▶ _TASKS TO CARRY OUT_
[a] In the patent claims, what is the power delay unit according to claim 2?
[b] From the patent claims, extract the passage that begins at the words "a power delay" and stops after the words "dozens of uF.".

▶ _PASSAGE GIVEN_
— start —

While the present invention has been described with respect to the particular embodiments, it will be apparent to those skilled in the art that various changes and modifications may be made without departing from the spirit and scope of the invention as defined in the following claims.

Claims

1. A wireless communication terminal, comprising:

a power transfer unit for providing a switch-on signal to a controller in response to a power-on switching signal from the outside, and dividing and outputting a voltage of a driving power transferred from an external power supply;

a power delay unit for delaying the driving power from the power transfer unit;

a power loop hold unit for holding a power loop based on a power hold signal from the controller and the driving signal from the power delay unit;

a power apply unit for converting the power from the power supply into a constant voltage in accordance with the driving power from the power loop hold unit and applying the converted constant voltage to the controller; and

the controller driven in response to the constant voltage from the power apply unit for providing the power hold signal to the power loop hold unit in response to the switch-on signal from the power transfer unit.

2. The wireless communication terminal as recited in claim 1, wherein the power delay unit is a capacitor having a capacitance value of dozens of uF.

— end —

Excerpts from bounding box data

— start —

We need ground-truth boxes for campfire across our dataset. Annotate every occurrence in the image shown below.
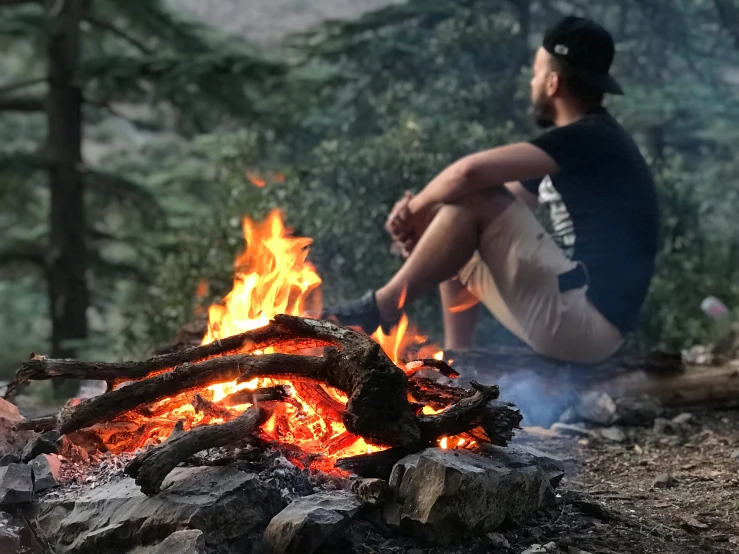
[8,211,521,495]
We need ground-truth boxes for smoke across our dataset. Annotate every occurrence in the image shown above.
[496,370,573,427]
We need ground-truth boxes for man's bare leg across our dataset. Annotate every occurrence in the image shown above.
[439,279,480,350]
[375,188,515,321]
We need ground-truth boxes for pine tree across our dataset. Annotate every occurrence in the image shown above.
[0,0,285,374]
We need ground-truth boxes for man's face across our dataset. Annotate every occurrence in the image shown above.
[531,48,555,127]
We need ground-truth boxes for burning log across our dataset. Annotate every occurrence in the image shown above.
[418,381,500,442]
[336,448,414,480]
[5,321,328,398]
[293,379,345,421]
[221,385,290,406]
[125,406,270,495]
[190,394,234,421]
[8,315,521,494]
[59,354,325,434]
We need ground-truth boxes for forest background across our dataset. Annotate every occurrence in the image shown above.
[0,0,739,392]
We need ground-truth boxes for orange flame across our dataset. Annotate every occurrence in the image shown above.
[244,170,267,188]
[134,209,463,470]
[203,210,321,344]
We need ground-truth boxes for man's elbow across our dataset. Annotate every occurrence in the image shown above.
[452,156,489,190]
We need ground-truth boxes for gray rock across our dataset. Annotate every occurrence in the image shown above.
[552,422,591,437]
[487,533,511,548]
[483,444,565,488]
[0,454,21,467]
[384,448,554,544]
[264,491,362,554]
[151,529,205,554]
[575,392,618,425]
[0,464,33,506]
[652,473,677,489]
[600,427,626,442]
[29,467,284,554]
[521,544,550,554]
[616,394,665,426]
[0,512,23,554]
[29,454,62,492]
[21,431,59,463]
[672,412,693,425]
[349,479,390,505]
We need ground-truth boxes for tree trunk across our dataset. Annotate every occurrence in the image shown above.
[46,0,89,370]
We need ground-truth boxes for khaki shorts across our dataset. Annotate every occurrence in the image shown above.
[459,200,623,363]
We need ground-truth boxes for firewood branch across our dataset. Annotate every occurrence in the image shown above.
[126,406,271,495]
[59,354,325,434]
[5,324,310,398]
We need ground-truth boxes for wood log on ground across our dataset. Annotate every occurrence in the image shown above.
[336,448,416,480]
[59,354,326,434]
[34,315,425,448]
[292,379,345,422]
[220,385,289,406]
[445,347,739,406]
[418,381,500,443]
[191,394,235,421]
[125,406,270,495]
[10,315,520,467]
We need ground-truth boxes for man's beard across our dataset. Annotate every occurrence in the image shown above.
[532,96,554,129]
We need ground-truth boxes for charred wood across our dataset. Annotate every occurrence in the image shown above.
[126,406,269,495]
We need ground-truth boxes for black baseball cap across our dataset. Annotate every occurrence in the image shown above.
[542,16,624,94]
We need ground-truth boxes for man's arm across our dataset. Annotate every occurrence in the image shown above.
[505,181,539,211]
[409,142,559,214]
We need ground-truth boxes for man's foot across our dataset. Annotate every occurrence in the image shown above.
[321,290,398,335]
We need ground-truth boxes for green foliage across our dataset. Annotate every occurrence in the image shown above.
[636,160,739,349]
[0,0,739,376]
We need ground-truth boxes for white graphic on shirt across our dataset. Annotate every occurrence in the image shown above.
[539,175,577,259]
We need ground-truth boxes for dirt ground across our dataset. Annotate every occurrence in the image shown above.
[8,388,739,554]
[498,409,739,554]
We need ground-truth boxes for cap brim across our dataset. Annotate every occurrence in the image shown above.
[572,68,624,94]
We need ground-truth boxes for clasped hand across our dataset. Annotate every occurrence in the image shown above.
[385,191,418,258]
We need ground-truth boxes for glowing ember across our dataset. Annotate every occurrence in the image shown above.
[134,207,476,470]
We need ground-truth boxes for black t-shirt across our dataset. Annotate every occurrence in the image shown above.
[523,108,659,332]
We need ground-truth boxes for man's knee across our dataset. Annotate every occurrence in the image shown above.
[448,187,516,228]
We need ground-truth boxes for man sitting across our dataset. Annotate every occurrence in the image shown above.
[322,17,658,363]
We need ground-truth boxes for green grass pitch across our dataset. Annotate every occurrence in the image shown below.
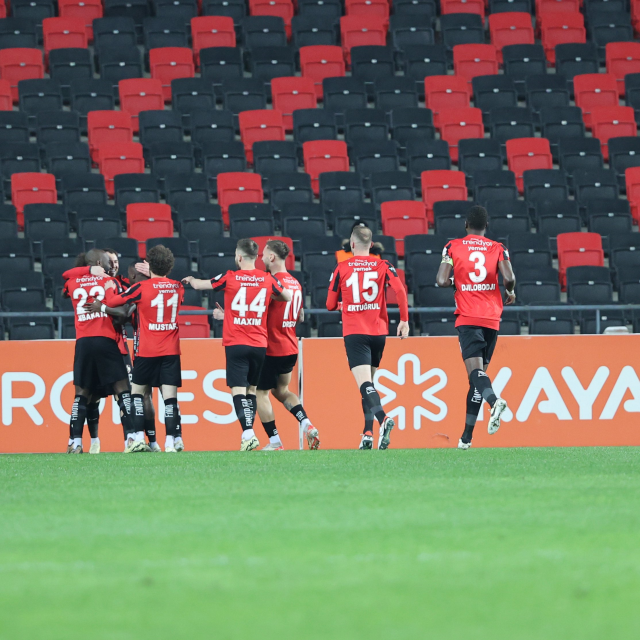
[0,448,640,640]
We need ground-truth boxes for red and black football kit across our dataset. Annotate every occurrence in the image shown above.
[442,235,509,364]
[258,271,304,391]
[327,256,409,369]
[106,278,184,387]
[211,269,283,387]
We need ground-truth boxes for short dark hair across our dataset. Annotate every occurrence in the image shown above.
[467,205,489,231]
[236,238,258,260]
[147,244,175,276]
[267,240,289,260]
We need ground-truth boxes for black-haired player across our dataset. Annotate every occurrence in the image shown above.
[436,206,516,449]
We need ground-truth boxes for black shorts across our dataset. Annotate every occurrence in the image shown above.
[344,333,387,369]
[456,325,498,364]
[73,336,128,394]
[132,356,182,387]
[224,344,267,387]
[258,353,298,391]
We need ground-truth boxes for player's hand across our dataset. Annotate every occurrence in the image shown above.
[213,302,224,320]
[398,320,409,340]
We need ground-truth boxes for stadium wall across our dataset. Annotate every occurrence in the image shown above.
[0,335,640,453]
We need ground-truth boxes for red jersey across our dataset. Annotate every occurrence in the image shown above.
[442,235,509,330]
[211,269,283,347]
[106,278,184,358]
[267,271,304,356]
[327,256,409,336]
[63,267,118,341]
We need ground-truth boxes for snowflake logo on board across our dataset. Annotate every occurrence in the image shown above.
[374,353,447,430]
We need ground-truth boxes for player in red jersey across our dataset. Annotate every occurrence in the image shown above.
[64,249,132,453]
[105,245,184,453]
[327,225,409,449]
[213,240,320,451]
[183,238,292,451]
[436,206,516,449]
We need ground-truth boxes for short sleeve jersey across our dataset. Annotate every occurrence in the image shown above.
[329,256,398,336]
[107,278,184,358]
[267,271,304,356]
[442,235,509,330]
[211,269,283,347]
[64,273,118,341]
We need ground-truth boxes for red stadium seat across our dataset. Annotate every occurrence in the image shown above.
[434,107,484,162]
[178,305,211,340]
[127,204,173,258]
[149,47,195,102]
[118,78,164,133]
[300,45,345,100]
[191,16,236,65]
[557,231,604,290]
[624,167,640,225]
[440,0,484,20]
[344,0,390,20]
[0,80,13,111]
[98,142,144,196]
[424,76,471,113]
[340,15,388,64]
[0,49,44,103]
[380,200,429,258]
[218,172,264,226]
[591,107,638,162]
[453,44,499,82]
[251,236,296,270]
[11,173,58,228]
[506,138,553,193]
[87,111,133,164]
[420,170,467,226]
[238,109,285,162]
[606,42,640,96]
[489,11,535,61]
[42,18,89,59]
[58,0,103,41]
[540,13,587,64]
[302,140,349,196]
[249,0,295,38]
[573,73,618,129]
[271,75,318,131]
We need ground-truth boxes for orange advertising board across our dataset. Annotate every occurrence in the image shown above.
[0,335,640,453]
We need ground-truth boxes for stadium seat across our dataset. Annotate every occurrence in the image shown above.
[149,47,195,102]
[453,43,498,82]
[300,45,345,99]
[302,140,349,196]
[271,77,317,131]
[218,173,264,225]
[0,48,44,103]
[506,138,553,193]
[97,142,144,197]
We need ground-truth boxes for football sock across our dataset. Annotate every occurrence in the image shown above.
[262,420,280,440]
[164,398,182,438]
[247,393,258,427]
[233,393,253,431]
[87,402,100,440]
[469,369,498,407]
[144,418,156,442]
[130,393,144,437]
[362,399,374,433]
[462,385,482,444]
[71,396,87,446]
[360,382,385,424]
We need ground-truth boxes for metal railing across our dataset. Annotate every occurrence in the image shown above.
[0,304,640,335]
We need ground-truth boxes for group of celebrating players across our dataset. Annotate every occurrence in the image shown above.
[63,206,515,453]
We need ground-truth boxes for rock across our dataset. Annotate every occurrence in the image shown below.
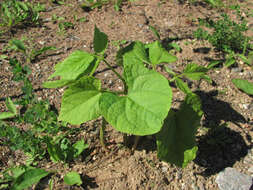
[215,168,253,190]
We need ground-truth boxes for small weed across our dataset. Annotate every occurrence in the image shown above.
[0,0,45,29]
[0,55,88,163]
[43,26,207,167]
[194,7,252,67]
[7,39,56,63]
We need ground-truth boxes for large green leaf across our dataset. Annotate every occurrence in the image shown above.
[156,94,202,167]
[11,168,49,190]
[63,172,83,185]
[121,41,149,67]
[93,26,108,53]
[149,41,177,65]
[99,64,172,135]
[232,79,253,95]
[73,139,89,158]
[59,76,101,125]
[43,50,95,88]
[175,78,192,94]
[11,39,26,52]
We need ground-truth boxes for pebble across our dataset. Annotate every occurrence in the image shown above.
[215,167,253,190]
[248,166,253,173]
[231,67,243,73]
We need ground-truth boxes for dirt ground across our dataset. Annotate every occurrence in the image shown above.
[0,0,253,190]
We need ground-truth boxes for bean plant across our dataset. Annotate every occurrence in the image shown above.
[43,26,210,167]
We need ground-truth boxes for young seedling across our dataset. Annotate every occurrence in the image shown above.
[43,26,206,167]
[194,7,253,67]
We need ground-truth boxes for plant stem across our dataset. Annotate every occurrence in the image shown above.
[89,58,101,76]
[169,73,184,82]
[103,59,127,94]
[99,117,106,149]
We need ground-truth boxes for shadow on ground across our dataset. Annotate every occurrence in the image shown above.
[194,124,251,176]
[195,90,246,128]
[194,91,250,176]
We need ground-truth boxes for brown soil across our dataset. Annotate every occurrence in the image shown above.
[0,0,253,190]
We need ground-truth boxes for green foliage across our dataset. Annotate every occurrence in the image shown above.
[194,14,249,52]
[0,59,88,162]
[156,94,203,168]
[194,7,252,67]
[46,136,89,162]
[0,0,45,28]
[81,0,109,9]
[0,121,45,159]
[0,166,50,190]
[164,63,212,94]
[0,98,17,120]
[63,172,83,185]
[232,79,253,95]
[9,39,56,62]
[44,26,204,167]
[204,0,224,7]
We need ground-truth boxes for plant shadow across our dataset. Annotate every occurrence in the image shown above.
[194,124,252,177]
[194,90,251,176]
[82,175,99,190]
[195,90,246,128]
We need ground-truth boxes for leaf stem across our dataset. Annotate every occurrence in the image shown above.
[103,59,127,94]
[169,73,184,82]
[99,117,106,149]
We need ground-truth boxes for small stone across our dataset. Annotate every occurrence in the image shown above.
[191,183,199,190]
[242,104,249,110]
[248,166,253,173]
[162,166,168,173]
[215,167,253,190]
[231,67,243,73]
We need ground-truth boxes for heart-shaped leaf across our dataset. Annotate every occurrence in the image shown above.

— end —

▶ _OUTPUTS BY TASK_
[a] A capacitor with a capacitance value of dozens of uF.

[b]
a power delay unit for delaying the driving power from the power transfer unit;

a power loop hold unit for holding a power loop based on a power hold signal from the controller and the driving signal from the power delay unit;

a power apply unit for converting the power from the power supply into a constant voltage in accordance with the driving power from the power loop hold unit and applying the converted constant voltage to the controller; and

the controller driven in response to the constant voltage from the power apply unit for providing the power hold signal to the power loop hold unit in response to the switch-on signal from the power transfer unit.

2. The wireless communication terminal as recited in claim 1, wherein the power delay unit is a capacitor having a capacitance value of dozens of uF.